SOURCE EXTRACT
ISTORE: A Platform for Available, Maintainable, and Evolving Storage-Intensive Applications

The ISTORE project is researching techniques for eliminating the hassles of administering and maintaining large and evolving systems running data- and storage-intensive applications. To accomplish this goal, the project is targeting improvements in system availability, in the ability of systems to maintain themselves, and in the ability of systems to gracefully handle growth and evolution of their hardware and software components.

Research in the ISTORE group revolves around three efforts. The first is to develop a deeper understanding of the key metrics of availability, maintainability, and capacity for evolutionary growth. This is being accomplished by identifying measurable quantities that capture these metrics, as well as by developing a set of benchmarking techniques that are able to extract those quantities from real systems. Building on the fundamental technique of system perturbation via fault injection, we have had good success in the area of availability, and are generating promising initial results in the area of maintainability; we are currently working to refine and expand that initial work.

EXERCISE 1
Name the key metrics that the ISTORE overview says the group aims to understand more deeply.
EXERCISE 2
According to the ISTORE overview, why is the project targeting improvements in system availability, self-maintenance, and graceful handling of growth and evolution?

DATASET EXCERPTS
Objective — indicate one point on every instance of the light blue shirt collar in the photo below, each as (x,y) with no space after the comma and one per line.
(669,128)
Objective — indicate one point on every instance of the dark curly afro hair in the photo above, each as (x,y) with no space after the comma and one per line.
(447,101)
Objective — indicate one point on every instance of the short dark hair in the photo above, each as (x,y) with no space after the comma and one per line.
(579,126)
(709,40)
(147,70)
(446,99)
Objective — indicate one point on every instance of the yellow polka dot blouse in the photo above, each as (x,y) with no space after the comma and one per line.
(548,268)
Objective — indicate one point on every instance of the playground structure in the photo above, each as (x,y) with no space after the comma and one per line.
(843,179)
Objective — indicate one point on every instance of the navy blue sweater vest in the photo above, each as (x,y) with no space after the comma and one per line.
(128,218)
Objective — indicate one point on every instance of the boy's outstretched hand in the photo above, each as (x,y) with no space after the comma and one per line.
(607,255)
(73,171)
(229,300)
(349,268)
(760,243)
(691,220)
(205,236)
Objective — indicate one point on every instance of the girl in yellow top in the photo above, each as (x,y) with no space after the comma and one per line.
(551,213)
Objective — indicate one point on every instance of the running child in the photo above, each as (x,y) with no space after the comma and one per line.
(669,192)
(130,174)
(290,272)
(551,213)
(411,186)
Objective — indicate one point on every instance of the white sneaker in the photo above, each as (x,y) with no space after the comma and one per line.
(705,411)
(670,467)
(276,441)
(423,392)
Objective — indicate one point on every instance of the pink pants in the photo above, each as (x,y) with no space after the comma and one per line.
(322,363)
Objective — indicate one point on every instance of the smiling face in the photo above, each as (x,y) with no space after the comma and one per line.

EXERCISE RESPONSE 1
- Availability
- Maintainability
- Capacity for evolutionary growth

EXERCISE RESPONSE 2
The project targets these improvements to reach its goal of eliminating the hassles of administering and maintaining large, evolving systems that run data- and storage-intensive applications.